Task => Below are records to repeat exactly. Omit the pictures from the copy.

[BEGIN Materials provided]

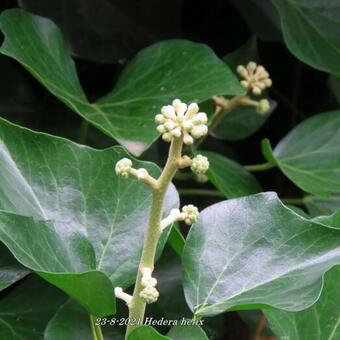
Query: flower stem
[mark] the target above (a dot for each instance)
(259, 167)
(96, 329)
(200, 192)
(153, 232)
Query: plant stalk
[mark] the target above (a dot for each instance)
(153, 232)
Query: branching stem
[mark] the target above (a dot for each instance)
(153, 232)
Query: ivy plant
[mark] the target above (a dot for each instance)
(107, 243)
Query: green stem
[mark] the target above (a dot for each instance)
(153, 232)
(260, 167)
(200, 192)
(83, 131)
(297, 201)
(95, 329)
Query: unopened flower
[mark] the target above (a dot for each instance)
(123, 167)
(180, 120)
(191, 214)
(199, 165)
(256, 78)
(149, 294)
(263, 106)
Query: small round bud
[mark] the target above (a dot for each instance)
(161, 128)
(199, 131)
(187, 139)
(256, 90)
(149, 294)
(264, 106)
(167, 137)
(176, 132)
(123, 167)
(191, 214)
(199, 165)
(159, 119)
(201, 178)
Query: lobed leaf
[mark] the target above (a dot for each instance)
(88, 224)
(321, 321)
(264, 254)
(157, 75)
(230, 177)
(316, 24)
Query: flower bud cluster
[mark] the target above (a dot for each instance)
(256, 78)
(123, 167)
(199, 165)
(149, 293)
(180, 120)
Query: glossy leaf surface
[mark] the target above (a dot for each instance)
(314, 22)
(310, 154)
(78, 204)
(264, 254)
(157, 75)
(321, 321)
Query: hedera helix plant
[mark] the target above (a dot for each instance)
(93, 223)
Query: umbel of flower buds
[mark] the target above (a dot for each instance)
(199, 165)
(256, 78)
(180, 120)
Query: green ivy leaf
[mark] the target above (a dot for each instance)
(232, 179)
(79, 205)
(321, 321)
(25, 311)
(157, 75)
(10, 270)
(264, 254)
(187, 332)
(146, 332)
(322, 205)
(309, 154)
(315, 23)
(72, 322)
(243, 121)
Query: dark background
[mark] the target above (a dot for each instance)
(103, 35)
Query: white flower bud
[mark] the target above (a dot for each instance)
(123, 167)
(199, 131)
(192, 110)
(264, 106)
(199, 165)
(191, 214)
(168, 112)
(160, 119)
(149, 294)
(187, 139)
(167, 137)
(176, 132)
(161, 128)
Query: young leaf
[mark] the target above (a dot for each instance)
(187, 332)
(146, 332)
(157, 75)
(321, 321)
(10, 270)
(309, 154)
(264, 254)
(315, 23)
(229, 177)
(76, 188)
(25, 311)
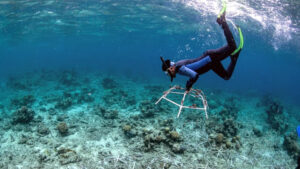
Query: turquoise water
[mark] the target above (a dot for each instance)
(56, 55)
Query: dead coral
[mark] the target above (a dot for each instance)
(109, 83)
(276, 116)
(67, 156)
(42, 129)
(105, 113)
(291, 146)
(62, 128)
(172, 139)
(69, 78)
(23, 115)
(23, 101)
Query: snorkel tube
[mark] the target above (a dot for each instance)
(172, 75)
(241, 42)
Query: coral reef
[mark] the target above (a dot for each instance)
(23, 115)
(149, 109)
(291, 146)
(27, 100)
(105, 113)
(67, 156)
(119, 97)
(276, 116)
(109, 83)
(62, 128)
(43, 129)
(69, 78)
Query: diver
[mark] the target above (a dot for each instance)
(210, 60)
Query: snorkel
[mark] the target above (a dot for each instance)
(167, 68)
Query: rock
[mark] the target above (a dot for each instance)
(23, 115)
(174, 135)
(219, 138)
(64, 103)
(62, 128)
(43, 130)
(291, 146)
(178, 149)
(67, 156)
(109, 83)
(228, 144)
(257, 132)
(126, 128)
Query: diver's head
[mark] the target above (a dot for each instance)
(167, 68)
(165, 64)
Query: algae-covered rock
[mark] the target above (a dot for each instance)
(109, 83)
(23, 115)
(62, 128)
(219, 138)
(42, 129)
(67, 156)
(177, 148)
(174, 135)
(291, 146)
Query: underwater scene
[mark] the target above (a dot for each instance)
(149, 84)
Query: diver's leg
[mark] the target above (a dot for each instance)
(219, 69)
(229, 37)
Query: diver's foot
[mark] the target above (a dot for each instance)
(221, 19)
(234, 57)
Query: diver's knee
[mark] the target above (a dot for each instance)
(226, 77)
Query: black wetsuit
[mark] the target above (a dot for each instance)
(210, 60)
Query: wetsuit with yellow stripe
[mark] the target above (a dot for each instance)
(211, 59)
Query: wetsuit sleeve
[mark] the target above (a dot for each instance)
(183, 70)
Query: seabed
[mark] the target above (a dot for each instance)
(66, 119)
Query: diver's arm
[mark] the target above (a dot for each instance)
(183, 70)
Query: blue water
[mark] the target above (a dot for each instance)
(131, 35)
(104, 55)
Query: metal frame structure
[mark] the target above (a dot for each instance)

[END Materials provided]

Result of the task =>
Query: flower stem
[mark] the target above (a dot for each instance)
(259, 167)
(96, 329)
(200, 192)
(153, 232)
Query: plant stalk
[mark] the target above (a dot for each instance)
(153, 232)
Query: branching stem
[mark] the target above (a dot for each instance)
(153, 232)
Query: ivy plant
[mark] the target above (a dot for each instance)
(107, 243)
Query: green stem
[mark] the target above (a dot for each instance)
(153, 232)
(260, 167)
(200, 192)
(83, 131)
(297, 201)
(95, 329)
Query: unopened flower
[mark] the target above (a dot for each instance)
(123, 167)
(180, 120)
(191, 214)
(199, 165)
(256, 78)
(149, 294)
(263, 106)
Query: small round bud
[mark] the target above (a dot for each instance)
(161, 128)
(199, 131)
(187, 139)
(256, 90)
(149, 294)
(264, 106)
(167, 137)
(176, 132)
(123, 167)
(191, 214)
(199, 165)
(159, 119)
(201, 178)
Query: lobed leaf
[mark] the target above (a dot for each instance)
(88, 224)
(321, 321)
(264, 254)
(157, 75)
(230, 177)
(316, 24)
Query: flower bud cluster
[mark] the target above (a dot for each instance)
(256, 78)
(123, 167)
(199, 165)
(149, 293)
(180, 120)
Query: glossy leaf surface
[mark] the target above (a dot for each instance)
(314, 22)
(310, 154)
(78, 204)
(264, 254)
(157, 75)
(321, 321)
Query: hedera helix plant
[mark] the target above (a dot for each instance)
(93, 223)
Query: umbel of flower buds
[mark] the target above (a dot for each instance)
(199, 165)
(256, 78)
(180, 120)
Query: green ivy leaf
[mark] the target above (a dot for each instance)
(232, 179)
(79, 205)
(321, 321)
(25, 311)
(157, 75)
(10, 270)
(264, 254)
(187, 332)
(146, 332)
(322, 205)
(309, 154)
(315, 23)
(72, 322)
(243, 121)
Query: dark background
[mark] the target above (a dot for each instance)
(103, 35)
Query: white flower bud
[mark] the target above (a dot for each instance)
(123, 167)
(199, 131)
(192, 110)
(264, 106)
(199, 165)
(191, 214)
(168, 112)
(160, 119)
(149, 294)
(187, 139)
(167, 137)
(176, 132)
(161, 128)
Query: young leaf
[mark] the target above (a dot for each instance)
(187, 332)
(146, 332)
(157, 75)
(321, 321)
(10, 270)
(309, 154)
(264, 254)
(315, 23)
(229, 177)
(76, 188)
(25, 311)
Query: turquoise water
[mark] the target above (a dot for each instance)
(56, 55)
Query: dead coral
[mark] the target above (a dot for each instance)
(109, 83)
(276, 116)
(67, 156)
(42, 129)
(105, 113)
(291, 146)
(62, 128)
(172, 139)
(69, 78)
(23, 115)
(23, 101)
Query: snorkel tube
[mark] the target above (a dot for each instance)
(172, 75)
(241, 42)
Query: coral reef
[mark] the target above (a dot for each instance)
(23, 115)
(149, 109)
(291, 146)
(27, 100)
(105, 113)
(67, 156)
(119, 97)
(276, 116)
(109, 83)
(62, 128)
(43, 129)
(69, 78)
Query: diver
[mark] the target above (a dot for each instance)
(210, 60)
Query: snorkel
[mark] the target above (a dot for each instance)
(167, 68)
Query: rock
[mark] the target above (a dot for each instance)
(23, 115)
(174, 135)
(219, 138)
(64, 103)
(62, 128)
(43, 130)
(291, 146)
(178, 149)
(67, 156)
(109, 83)
(228, 144)
(257, 132)
(126, 128)
Query: diver's head
[mark] the target above (a dot for each instance)
(167, 68)
(165, 64)
Query: algae-covered rock
[mark] the target above (a dot for each instance)
(109, 83)
(23, 115)
(62, 128)
(219, 138)
(42, 129)
(67, 156)
(177, 148)
(174, 135)
(291, 146)
Query: underwater scene
[mark] the target above (a dot for each instance)
(149, 84)
Query: diver's leg
[mark] the target above (a dot for each instance)
(219, 69)
(229, 37)
Query: diver's foot
[mark] the target above (a dot for each instance)
(221, 19)
(234, 57)
Query: diver's knee
[mark] the target above (a dot for each instance)
(226, 77)
Query: black wetsuit
[mark] the target above (a dot for each instance)
(210, 60)
Query: wetsuit with yellow stripe
[mark] the target above (a dot for each instance)
(211, 59)
Query: wetsuit sleeve
[mark] the target above (a dot for each instance)
(183, 70)
Query: seabed
[mark] the target above (a dot for each instance)
(66, 119)
Query: diver's arm
[mark] the target above (a dot for each instance)
(183, 70)
Query: blue water
[mark] the target above (a dot for each instance)
(131, 35)
(104, 55)
Query: metal frame structure
[mark] the target above (a dot for each instance)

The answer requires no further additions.